- [YOUR ASSIGNMENT] Return the section of the passage on American medical prices starting at "The rash of" and ending at "a similar approach.", copied word for word.

- [READING PASSAGE]
--- --- ---

A lengthy New York Times report yesterday detailed just how much more Americans pay for medical services than people in other countries. Often a lot more: almost twice what the Swiss pay for a colonoscopy, three and a half times more than the Dutch for an MRI and five times more than Spaniards for a hip replacement, according to the International Federation of Health Plans.

The high per-unit price of medical services in this country is an open secret, well documented in the health-policy world but largely ignored in the political debate. Rather than rail against high prices, Americans should rail against this: The fixes for those higher prices are clear enough, yet they get almost no consideration from policymakers.

The rash of recent proposals to slow health-care spending have focused on reducing the use of health-care services or shifting those costs to beneficiaries, rather than bringing down per-unit costs. Take the Bowles-Simpson report from December 2010: The largest proposed Medicare savings came from asking the elderly to pay more for their care. Other reports take a similar approach.

--- --- ---

- [DATA PROVIDED]
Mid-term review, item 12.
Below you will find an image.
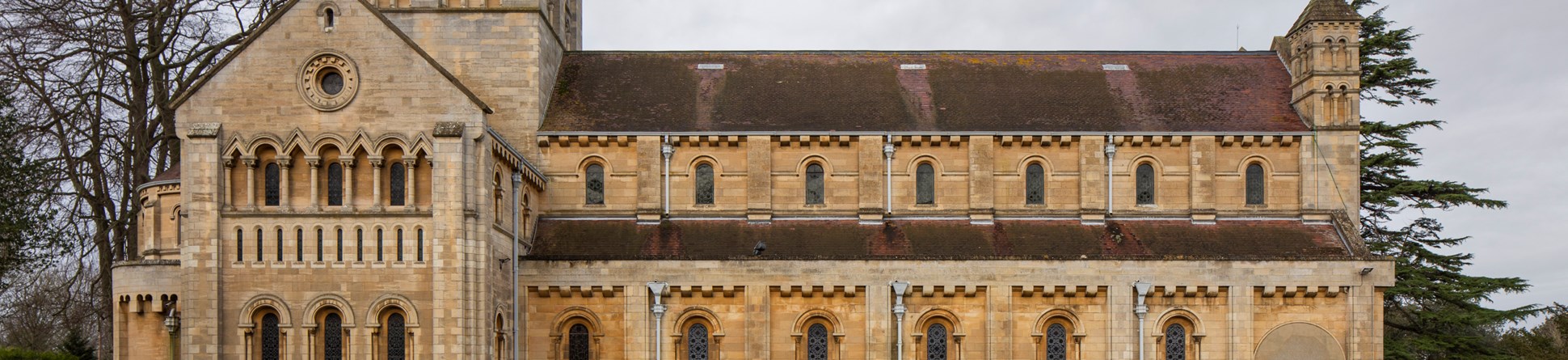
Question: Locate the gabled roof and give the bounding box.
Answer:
[539,52,1308,135]
[1288,0,1361,33]
[525,218,1369,261]
[171,0,495,113]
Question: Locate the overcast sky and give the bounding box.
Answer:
[584,0,1568,327]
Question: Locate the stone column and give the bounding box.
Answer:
[240,155,255,210]
[370,155,382,210]
[277,157,293,210]
[304,155,322,210]
[337,155,354,210]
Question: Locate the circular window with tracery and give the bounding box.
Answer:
[300,52,359,112]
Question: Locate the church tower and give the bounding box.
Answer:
[1273,0,1361,220]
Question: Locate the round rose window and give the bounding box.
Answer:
[300,52,359,112]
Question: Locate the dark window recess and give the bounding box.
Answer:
[322,315,344,360]
[1165,324,1187,360]
[687,324,707,360]
[387,162,407,206]
[925,324,947,360]
[1246,163,1264,205]
[806,163,826,205]
[262,313,277,360]
[322,70,344,95]
[327,162,344,206]
[806,324,828,360]
[1024,163,1046,205]
[1046,324,1068,360]
[584,163,604,205]
[696,163,714,205]
[566,324,592,360]
[387,313,407,360]
[914,163,936,205]
[1137,162,1154,205]
[262,162,280,206]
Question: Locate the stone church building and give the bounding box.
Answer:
[113,0,1394,360]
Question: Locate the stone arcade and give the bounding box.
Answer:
[113,0,1394,360]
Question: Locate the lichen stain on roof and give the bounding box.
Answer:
[541,52,1308,132]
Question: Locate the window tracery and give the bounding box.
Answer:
[1024,163,1046,205]
[914,162,936,205]
[1137,162,1154,205]
[696,163,714,205]
[1246,162,1264,205]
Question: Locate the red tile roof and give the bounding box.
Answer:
[525,218,1366,260]
[541,52,1308,132]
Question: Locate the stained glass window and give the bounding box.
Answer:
[387,313,407,360]
[1137,162,1154,205]
[914,163,936,205]
[806,163,826,205]
[1246,162,1264,205]
[925,324,947,360]
[275,228,284,261]
[1046,324,1068,360]
[1165,324,1187,360]
[262,313,277,360]
[322,315,344,360]
[696,163,714,205]
[262,162,279,206]
[1024,163,1046,205]
[327,162,344,206]
[584,163,604,205]
[387,162,407,206]
[806,324,828,360]
[566,324,589,360]
[687,324,707,360]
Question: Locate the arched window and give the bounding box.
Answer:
[322,313,344,360]
[327,162,344,206]
[687,322,709,360]
[806,163,826,205]
[584,163,604,205]
[925,324,947,360]
[806,324,828,360]
[387,313,407,360]
[566,324,591,360]
[1046,324,1068,360]
[263,162,280,206]
[1024,163,1046,205]
[696,163,714,205]
[1137,162,1154,205]
[1246,162,1264,205]
[262,313,279,360]
[1165,324,1187,360]
[914,162,936,205]
[387,162,407,206]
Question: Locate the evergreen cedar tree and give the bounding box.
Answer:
[1351,0,1546,360]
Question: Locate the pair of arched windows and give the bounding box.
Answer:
[1134,162,1267,205]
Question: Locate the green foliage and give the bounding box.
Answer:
[60,328,97,360]
[1351,0,1543,358]
[0,83,69,287]
[0,347,77,360]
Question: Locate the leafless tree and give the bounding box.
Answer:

--- --- ---

- [ANSWER]
The rash of recent proposals to slow health-care spending have focused on reducing the use of health-care services or shifting those costs to beneficiaries, rather than bringing down per-unit costs. Take the Bowles-Simpson report from December 2010: The largest proposed Medicare savings came from asking the elderly to pay more for their care. Other reports take a similar approach.